Task details:
Rewrite the items below with "snow-covered slope" replaced by "snowy hillside", keeping everything else the same and omitting the pictures.

Record extracts:

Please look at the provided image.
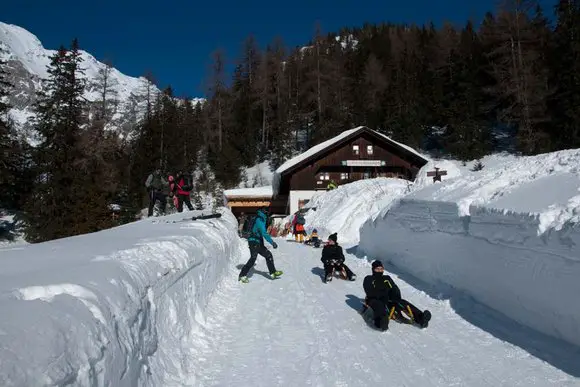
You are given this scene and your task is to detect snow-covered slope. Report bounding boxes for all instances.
[0,22,203,136]
[359,149,580,346]
[305,177,411,245]
[0,210,242,387]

Answer in full:
Please look at the provided image.
You are given this scene and your task is to detect snowy hillside. Report bounding boxes for all instances.
[0,22,203,136]
[359,149,580,346]
[305,177,411,245]
[0,210,242,387]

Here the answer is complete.